▶ EXTRACTED TEXT:
Tuning Ansible Performance: Forks, Pipelining, and Fact

The first time I really felt Ansible’s defaults bite, I was watching a deploy playbook crawl across 120 hosts at 4:50pm on a Friday. Forty minutes. I timed it. Most of that wall-clock was spent doing absolutely nothing useful: re-gathering facts on machines whose facts hadn’t changed in months, opening a fresh SSH connection for every single task, and processing hosts five at a time because nobody had ever touched forks. The CPU on the control node was idle. The network was idle. Ansible was just… waiting, politely, in a long line of its own making.

That playbook now runs in just under four minutes. I didn’t rewrite it. I tuned it. Below is the playbook-agnostic checklist I wish someone had handed me that Friday afternoon.

Start by Measuring, Not Guessing

Before you change a single line, find out where the time actually goes. Ansible ships with a callback plugin called profile_tasks that prints a per-task timing table at the end of a run. Enable it in ansible.cfg:

[defaults]
callbacks_enabled = profile_tasks

(On older Ansible, the key is callback_whitelist instead of callbacks_enabled — check your version.)

Run the playbook and you’ll get something like this at the end:

Wednesday 17 June 2026  09:12:44 +0000 (0:00:31.402) =====================
gather_facts ----------------------------------------------------- 31.40s
deploy : install application packages ---------------------------- 22.18s
deploy : template 40 nginx vhosts in a loop ---------------------- 19.07s
common : copy ssl certificates ------------------------------------ 4.51s
deploy : restart application --------------------------------------- 1.20s

That table is the whole game. Thirty-one seconds gathering facts before any real work happens, nineteen seconds in a templating loop. Now you know exactly what to attack. Optimizing anything that isn’t in the top three lines is a waste of your afternoon.

Pro Tip: Commit your profile_tasks output to the PR description before and after a tuning change. “It feels faster” is not a benchmark; a 31s → 2s line in a timing table is.

Turn Up the Forks

Ansible’s default forks = 5 means it talks to five hosts at a time. On a fleet of 120, that’s 24 sequential waves. Raising it is the single highest-leverage change for any inventory bigger than a handful of machines.

[defaults]
forks = 50

The ceiling is your control node’s resources (each fork is a Python process and an SSH connection) and how much concurrent load your targets can tolerate. I usually start at forks = 25, watch the control node’s load average and memory, and climb from there. Going from 5 to 50 on that Friday playbook alone roughly halved the wall-clock — the fact-gathering and package steps stopped queueing.

Pipelining: Fewer SSH Round Trips per Task

By default, each task copies a module file to the remote host, executes it, then cleans up — multiple SSH operations per task. Pipelining collapses that into a single connection by piping the module straight to the remote Python interpreter over the existing SSH session.

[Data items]
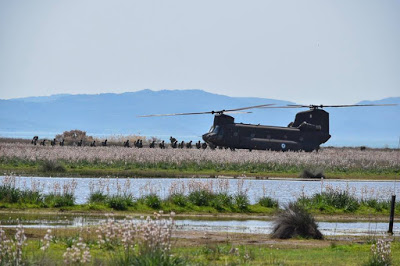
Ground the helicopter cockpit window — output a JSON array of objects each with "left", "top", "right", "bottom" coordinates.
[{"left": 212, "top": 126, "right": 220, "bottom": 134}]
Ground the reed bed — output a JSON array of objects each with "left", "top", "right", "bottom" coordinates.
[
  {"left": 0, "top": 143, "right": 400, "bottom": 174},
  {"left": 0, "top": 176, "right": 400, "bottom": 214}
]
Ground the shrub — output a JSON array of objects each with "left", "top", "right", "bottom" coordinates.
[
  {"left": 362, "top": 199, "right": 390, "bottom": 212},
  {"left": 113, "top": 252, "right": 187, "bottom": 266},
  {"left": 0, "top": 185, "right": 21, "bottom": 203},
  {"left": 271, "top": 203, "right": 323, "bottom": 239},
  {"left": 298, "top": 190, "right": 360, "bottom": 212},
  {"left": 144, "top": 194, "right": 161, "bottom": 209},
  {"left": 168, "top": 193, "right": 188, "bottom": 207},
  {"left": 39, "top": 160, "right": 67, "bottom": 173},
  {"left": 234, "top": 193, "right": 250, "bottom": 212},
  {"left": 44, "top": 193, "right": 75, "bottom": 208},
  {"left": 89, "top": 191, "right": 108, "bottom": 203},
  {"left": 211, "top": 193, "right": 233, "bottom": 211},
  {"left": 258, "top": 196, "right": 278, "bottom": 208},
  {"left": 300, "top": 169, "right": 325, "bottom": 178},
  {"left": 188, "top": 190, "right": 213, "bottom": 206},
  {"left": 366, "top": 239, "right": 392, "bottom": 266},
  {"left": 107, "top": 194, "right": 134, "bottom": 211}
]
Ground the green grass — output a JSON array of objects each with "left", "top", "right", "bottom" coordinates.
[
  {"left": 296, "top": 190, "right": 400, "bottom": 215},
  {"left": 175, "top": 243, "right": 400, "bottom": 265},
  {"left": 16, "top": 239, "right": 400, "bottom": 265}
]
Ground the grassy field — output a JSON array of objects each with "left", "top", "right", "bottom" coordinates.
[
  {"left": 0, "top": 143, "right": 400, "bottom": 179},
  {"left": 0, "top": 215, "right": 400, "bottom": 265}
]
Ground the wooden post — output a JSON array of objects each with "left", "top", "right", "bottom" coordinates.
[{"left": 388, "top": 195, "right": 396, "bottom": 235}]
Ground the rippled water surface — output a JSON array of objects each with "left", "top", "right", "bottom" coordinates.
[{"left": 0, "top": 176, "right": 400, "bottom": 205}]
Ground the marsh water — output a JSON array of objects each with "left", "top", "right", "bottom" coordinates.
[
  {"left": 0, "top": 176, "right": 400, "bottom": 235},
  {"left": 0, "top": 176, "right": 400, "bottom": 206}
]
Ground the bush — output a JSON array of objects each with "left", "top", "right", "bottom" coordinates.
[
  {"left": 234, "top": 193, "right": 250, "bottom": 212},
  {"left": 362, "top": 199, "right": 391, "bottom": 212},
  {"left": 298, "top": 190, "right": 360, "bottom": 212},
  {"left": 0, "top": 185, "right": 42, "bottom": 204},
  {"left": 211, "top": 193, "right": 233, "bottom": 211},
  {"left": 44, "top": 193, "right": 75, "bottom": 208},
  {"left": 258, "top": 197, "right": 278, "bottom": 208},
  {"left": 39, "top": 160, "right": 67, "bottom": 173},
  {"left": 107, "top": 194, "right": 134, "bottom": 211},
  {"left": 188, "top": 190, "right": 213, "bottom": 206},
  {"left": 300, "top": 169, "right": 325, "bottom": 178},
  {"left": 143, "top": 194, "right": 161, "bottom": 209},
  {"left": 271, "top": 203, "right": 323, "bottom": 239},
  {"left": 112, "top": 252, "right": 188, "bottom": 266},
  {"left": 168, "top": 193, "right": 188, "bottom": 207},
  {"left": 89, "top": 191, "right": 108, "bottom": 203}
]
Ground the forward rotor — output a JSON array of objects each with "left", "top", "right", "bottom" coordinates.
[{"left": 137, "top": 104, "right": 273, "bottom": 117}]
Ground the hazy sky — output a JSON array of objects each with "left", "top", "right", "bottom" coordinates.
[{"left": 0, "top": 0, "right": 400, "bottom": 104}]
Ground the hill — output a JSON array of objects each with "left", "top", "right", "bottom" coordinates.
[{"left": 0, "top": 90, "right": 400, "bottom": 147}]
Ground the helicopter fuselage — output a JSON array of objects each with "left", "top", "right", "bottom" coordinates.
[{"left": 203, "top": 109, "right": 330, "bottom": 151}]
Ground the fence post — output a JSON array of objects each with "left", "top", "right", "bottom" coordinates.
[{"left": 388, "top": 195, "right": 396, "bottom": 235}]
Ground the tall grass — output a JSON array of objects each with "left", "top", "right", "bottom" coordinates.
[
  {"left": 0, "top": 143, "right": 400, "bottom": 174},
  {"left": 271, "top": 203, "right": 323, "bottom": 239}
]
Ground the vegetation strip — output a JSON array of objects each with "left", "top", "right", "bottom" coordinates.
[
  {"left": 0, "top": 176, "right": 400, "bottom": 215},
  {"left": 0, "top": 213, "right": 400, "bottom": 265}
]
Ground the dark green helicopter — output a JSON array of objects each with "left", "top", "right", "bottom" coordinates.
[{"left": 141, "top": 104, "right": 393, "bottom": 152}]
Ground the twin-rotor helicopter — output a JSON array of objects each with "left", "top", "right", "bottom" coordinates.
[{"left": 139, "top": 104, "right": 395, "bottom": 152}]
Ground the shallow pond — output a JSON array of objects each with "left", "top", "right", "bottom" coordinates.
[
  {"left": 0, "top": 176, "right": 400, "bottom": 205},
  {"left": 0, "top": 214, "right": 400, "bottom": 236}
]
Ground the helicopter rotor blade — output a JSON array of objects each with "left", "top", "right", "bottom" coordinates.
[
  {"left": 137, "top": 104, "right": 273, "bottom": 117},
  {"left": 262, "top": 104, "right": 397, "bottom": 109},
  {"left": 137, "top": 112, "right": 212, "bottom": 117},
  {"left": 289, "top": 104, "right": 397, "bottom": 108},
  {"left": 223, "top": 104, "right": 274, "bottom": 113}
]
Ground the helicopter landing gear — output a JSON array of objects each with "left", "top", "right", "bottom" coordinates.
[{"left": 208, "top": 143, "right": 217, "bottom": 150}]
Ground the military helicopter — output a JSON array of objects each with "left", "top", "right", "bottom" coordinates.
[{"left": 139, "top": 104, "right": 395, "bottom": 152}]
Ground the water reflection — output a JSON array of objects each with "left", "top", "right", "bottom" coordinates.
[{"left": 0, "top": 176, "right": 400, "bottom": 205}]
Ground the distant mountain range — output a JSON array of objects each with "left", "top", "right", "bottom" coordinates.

--

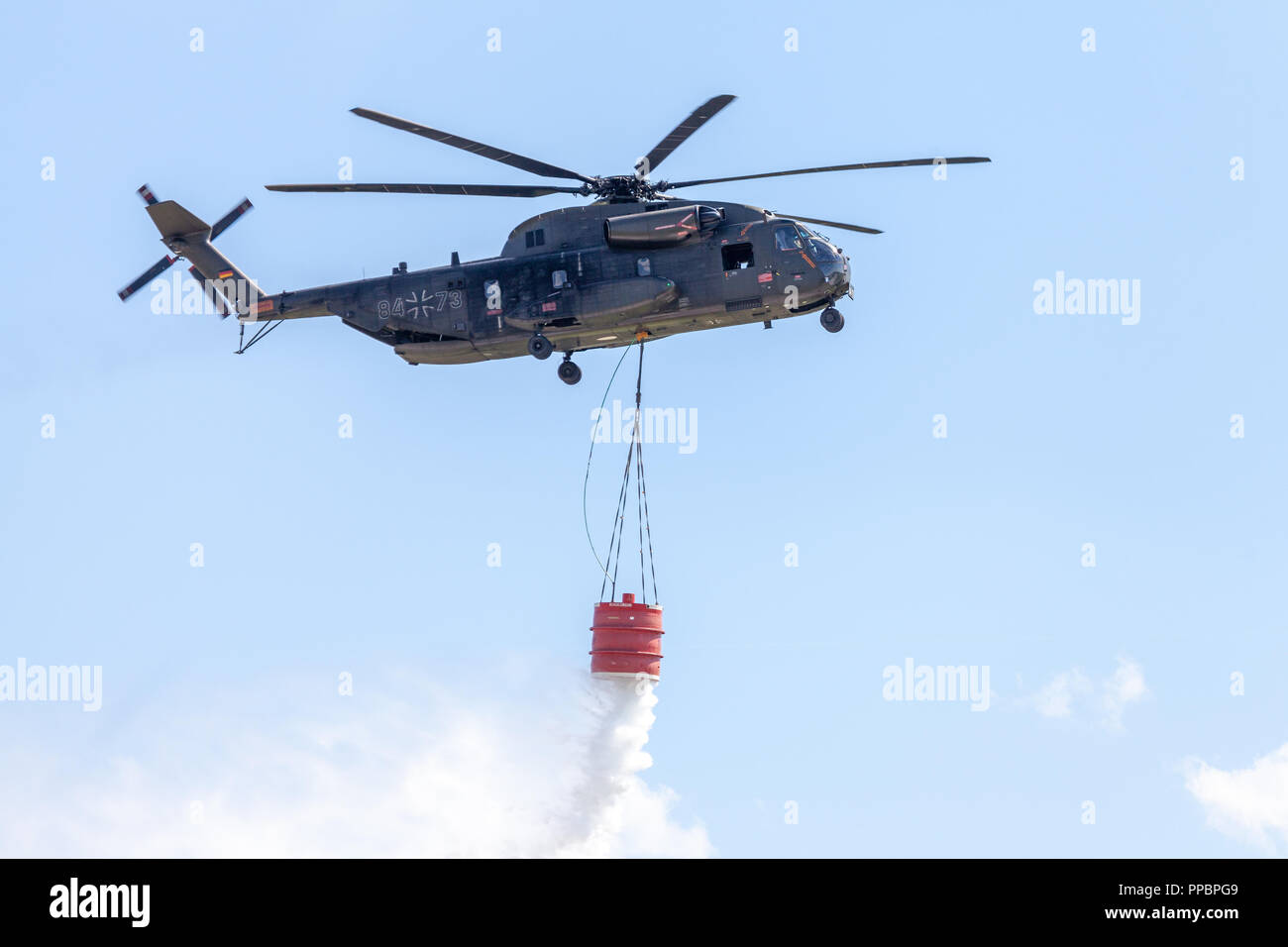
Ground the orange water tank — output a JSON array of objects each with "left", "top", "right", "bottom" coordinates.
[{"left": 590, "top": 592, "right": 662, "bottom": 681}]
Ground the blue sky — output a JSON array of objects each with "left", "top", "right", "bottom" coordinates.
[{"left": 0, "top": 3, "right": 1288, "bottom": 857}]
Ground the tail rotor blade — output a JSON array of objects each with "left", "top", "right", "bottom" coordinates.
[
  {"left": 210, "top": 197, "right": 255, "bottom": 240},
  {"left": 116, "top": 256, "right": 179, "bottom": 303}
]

▶ EXERCISE 1:
Answer these questions from the Ansible tuning text:
(a) How long did the deploy playbook take across 120 hosts before it was tuned?
(b) Which callback plugin prints a per-task timing table at the end of a run?
(c) What forks value does the author usually start at?
▶ EXERCISE 2: Update the passage of the Ansible tuning text that begins at the words "That table is" and stops after "timing table is.", replacing "afternoon" with "evening".
The rows are separate material, unrelated to the Ansible tuning text.

▶ WRITTEN RESPONSE 1:
(a) Forty minutes.
(b) profile_tasks.
(c) forks = 25.

▶ WRITTEN RESPONSE 2:
That table is the whole game. Thirty-one seconds gathering facts before any real work happens, nineteen seconds in a templating loop. Now you know exactly what to attack. Optimizing anything that isn’t in the top three lines is a waste of your evening.

Pro Tip: Commit your profile_tasks output to the PR description before and after a tuning change. “It feels faster” is not a benchmark; a 31s → 2s line in a timing table is.